■ **OBJETIVO**:
Reproduza tal e qual o trecho do texto sobre Carlos Queiroz que abre com as palavras "A frase que" e fecha com "volta por cima.".

─── SECÇÃO DE TEXTO ───

«Perguntem ao Carlos».

A frase que ficou da participação portuguesa no Mundial 2010, dolorosa até vermos o que é um verdadeiro desastre quatro anos depois, foi solta por Cristiano Ronaldo e ditou uma espécie de rompimento com um dos seus mentores de outros tempos: Carlos Queiroz.

Desamparado, envolto num polémico processo com a autoridade nacional antidoping e com cada vez menos apoios federativos, acabou por cair, depois de deixar a seleção na célebre fase do piloto automático. Levou com as culpas de dois resultados negativos em que não esteve no banco porque foi impedido de lá estar pela própria Federação ,e foi mandado embora, sem honra nem glória, logo a seguir.

Não tive dúvidas na altura e tenho ainda menos agora: todo o processo foi muito mal gerido. Não tive dúvidas na altura e tenho ainda menos agora: Queiroz daria a volta por cima.

Provavelmente a maior ingratidão histórica dos portugueses é para com o homem que conduziu o país a dois títulos mundiais e, talvez mais importante ainda, lançou as bases da geração de ouro que ainda hoje orgulha os portugueses.

Quando voltou, mesmo que não tenha corrido, nem de perto nem de longe, tão bem, voltou a chamar a atenção para a importância das seleções jovens, abandalhadas na era Scolari em favor de uma fonte de rendimento que ninguém projetou como sendo esgotável. Como todas são.

A imagem de Carlos Queiroz junto dos portugueses ficou muito mal tratada após a traumática experiência na África do Sul e nos meses que lhe seguiram. Queixou-se muito, nem sempre nos tons e meios certos. Não me parece, à distância, uma pessoa afável e vejo, de quando em vez, alguma conspiração excessiva.

─── CONTEÚDO DOS DADOS ───

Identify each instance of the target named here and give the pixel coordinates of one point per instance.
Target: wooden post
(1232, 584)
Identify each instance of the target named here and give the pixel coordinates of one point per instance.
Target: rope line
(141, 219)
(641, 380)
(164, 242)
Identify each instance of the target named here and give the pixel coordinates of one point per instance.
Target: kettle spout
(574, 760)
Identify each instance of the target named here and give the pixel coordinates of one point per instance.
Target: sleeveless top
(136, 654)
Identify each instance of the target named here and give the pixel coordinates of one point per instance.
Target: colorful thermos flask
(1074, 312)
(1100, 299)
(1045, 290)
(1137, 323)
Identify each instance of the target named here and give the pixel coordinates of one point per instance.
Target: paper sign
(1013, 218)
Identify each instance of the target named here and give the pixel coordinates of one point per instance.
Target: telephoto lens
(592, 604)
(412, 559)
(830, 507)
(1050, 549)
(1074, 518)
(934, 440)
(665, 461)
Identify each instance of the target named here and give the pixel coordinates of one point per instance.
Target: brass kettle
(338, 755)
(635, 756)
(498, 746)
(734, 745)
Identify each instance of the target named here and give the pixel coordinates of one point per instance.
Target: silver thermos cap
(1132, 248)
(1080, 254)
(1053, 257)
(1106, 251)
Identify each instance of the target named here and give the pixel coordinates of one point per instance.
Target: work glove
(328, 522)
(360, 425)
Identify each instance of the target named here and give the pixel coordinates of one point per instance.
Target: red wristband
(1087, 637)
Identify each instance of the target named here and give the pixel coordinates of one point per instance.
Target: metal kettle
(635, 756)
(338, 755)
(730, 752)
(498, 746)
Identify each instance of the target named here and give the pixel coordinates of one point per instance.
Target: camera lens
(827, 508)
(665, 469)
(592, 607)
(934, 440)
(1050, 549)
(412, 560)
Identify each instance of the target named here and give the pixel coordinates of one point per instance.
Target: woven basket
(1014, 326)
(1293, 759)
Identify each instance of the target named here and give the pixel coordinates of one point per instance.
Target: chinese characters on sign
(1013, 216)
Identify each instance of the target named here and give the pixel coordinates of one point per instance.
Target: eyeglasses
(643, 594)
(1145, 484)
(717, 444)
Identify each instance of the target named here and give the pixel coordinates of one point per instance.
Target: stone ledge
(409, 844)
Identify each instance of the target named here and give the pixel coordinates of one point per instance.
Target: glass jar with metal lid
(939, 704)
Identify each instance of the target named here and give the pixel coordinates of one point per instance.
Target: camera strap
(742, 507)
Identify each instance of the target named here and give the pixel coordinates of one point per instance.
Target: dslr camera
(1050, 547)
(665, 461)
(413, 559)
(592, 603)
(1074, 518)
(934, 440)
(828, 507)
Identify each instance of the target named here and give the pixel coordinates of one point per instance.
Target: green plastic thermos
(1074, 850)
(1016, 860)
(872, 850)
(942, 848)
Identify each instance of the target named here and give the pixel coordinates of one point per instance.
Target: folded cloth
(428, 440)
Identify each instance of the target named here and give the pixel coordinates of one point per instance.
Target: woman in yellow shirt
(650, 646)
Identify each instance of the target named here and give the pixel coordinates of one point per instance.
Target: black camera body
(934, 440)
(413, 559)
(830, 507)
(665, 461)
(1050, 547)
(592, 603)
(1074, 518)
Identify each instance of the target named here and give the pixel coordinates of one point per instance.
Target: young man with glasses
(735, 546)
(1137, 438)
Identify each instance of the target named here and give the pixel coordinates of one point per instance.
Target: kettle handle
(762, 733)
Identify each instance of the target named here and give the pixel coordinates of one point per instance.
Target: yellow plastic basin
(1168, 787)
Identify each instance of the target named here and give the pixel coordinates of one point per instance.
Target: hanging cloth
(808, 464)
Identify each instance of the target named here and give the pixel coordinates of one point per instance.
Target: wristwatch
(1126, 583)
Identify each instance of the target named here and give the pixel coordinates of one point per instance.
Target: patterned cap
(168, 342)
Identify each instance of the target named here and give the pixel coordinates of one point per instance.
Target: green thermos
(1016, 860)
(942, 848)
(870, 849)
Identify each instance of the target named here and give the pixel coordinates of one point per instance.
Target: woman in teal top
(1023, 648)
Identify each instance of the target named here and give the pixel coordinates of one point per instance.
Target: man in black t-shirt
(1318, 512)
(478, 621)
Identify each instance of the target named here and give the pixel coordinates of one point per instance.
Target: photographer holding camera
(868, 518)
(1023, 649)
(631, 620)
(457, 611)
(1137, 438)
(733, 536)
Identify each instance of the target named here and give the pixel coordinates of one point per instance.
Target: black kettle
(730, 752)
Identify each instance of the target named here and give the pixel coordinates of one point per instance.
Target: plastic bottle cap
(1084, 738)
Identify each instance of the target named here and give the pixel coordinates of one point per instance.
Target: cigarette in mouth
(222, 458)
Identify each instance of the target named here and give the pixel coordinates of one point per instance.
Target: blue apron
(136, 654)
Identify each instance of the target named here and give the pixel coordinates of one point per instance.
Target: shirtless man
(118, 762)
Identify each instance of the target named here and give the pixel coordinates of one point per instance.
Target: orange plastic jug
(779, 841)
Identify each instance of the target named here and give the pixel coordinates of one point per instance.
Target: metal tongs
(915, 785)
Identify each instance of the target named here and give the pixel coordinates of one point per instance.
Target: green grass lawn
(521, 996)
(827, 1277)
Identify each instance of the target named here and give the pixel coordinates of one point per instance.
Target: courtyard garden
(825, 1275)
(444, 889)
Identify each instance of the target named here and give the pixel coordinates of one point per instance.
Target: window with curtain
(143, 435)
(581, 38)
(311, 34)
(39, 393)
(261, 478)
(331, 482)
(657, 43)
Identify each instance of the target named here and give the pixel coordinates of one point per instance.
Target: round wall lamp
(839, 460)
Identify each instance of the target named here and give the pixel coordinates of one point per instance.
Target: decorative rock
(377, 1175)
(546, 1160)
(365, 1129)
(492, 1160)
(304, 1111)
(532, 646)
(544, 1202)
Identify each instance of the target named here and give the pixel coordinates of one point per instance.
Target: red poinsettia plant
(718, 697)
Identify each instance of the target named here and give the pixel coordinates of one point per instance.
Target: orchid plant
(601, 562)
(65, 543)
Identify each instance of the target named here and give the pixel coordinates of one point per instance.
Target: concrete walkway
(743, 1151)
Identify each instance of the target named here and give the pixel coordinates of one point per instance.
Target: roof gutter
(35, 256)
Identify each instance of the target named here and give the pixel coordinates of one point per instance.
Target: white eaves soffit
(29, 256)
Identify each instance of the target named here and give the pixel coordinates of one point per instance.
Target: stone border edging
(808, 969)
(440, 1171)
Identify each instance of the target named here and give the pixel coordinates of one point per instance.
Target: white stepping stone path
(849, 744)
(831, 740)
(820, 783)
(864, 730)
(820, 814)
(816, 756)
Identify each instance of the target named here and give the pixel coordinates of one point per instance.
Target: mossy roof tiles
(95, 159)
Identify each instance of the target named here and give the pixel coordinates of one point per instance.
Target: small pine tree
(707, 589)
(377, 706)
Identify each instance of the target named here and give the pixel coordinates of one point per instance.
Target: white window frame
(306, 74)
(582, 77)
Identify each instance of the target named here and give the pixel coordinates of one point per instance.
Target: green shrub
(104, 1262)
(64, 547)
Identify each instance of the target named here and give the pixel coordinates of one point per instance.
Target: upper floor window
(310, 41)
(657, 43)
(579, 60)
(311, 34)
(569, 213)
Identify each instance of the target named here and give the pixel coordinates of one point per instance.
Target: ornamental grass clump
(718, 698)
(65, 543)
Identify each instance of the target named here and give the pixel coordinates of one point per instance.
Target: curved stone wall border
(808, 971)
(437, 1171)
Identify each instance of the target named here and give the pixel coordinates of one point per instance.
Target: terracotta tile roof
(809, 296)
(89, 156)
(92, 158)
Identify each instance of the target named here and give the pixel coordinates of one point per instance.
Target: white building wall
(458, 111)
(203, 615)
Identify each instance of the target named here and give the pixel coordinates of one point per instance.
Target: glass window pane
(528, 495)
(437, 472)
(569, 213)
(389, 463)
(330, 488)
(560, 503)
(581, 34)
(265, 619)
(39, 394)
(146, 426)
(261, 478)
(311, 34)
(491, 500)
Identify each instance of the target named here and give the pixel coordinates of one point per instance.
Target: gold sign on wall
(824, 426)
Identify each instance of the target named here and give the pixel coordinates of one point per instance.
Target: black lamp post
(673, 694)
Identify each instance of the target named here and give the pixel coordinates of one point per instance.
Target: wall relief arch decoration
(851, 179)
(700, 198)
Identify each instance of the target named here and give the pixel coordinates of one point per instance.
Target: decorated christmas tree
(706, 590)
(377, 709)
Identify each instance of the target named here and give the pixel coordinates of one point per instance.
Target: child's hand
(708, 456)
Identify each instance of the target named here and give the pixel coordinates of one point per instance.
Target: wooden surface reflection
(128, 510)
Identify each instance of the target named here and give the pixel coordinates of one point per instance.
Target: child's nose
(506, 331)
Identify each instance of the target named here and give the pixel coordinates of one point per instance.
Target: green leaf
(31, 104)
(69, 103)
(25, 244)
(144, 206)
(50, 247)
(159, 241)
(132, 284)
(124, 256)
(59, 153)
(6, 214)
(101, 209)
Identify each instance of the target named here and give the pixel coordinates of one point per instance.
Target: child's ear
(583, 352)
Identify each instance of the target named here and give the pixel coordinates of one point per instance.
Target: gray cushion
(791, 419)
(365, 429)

───

■ **RESPOSTA ESCRITA**:
A frase que ficou da participação portuguesa no Mundial 2010, dolorosa até vermos o que é um verdadeiro desastre quatro anos depois, foi solta por Cristiano Ronaldo e ditou uma espécie de rompimento com um dos seus mentores de outros tempos: Carlos Queiroz.

Desamparado, envolto num polémico processo com a autoridade nacional antidoping e com cada vez menos apoios federativos, acabou por cair, depois de deixar a seleção na célebre fase do piloto automático. Levou com as culpas de dois resultados negativos em que não esteve no banco porque foi impedido de lá estar pela própria Federação ,e foi mandado embora, sem honra nem glória, logo a seguir.

Não tive dúvidas na altura e tenho ainda menos agora: todo o processo foi muito mal gerido. Não tive dúvidas na altura e tenho ainda menos agora: Queiroz daria a volta por cima.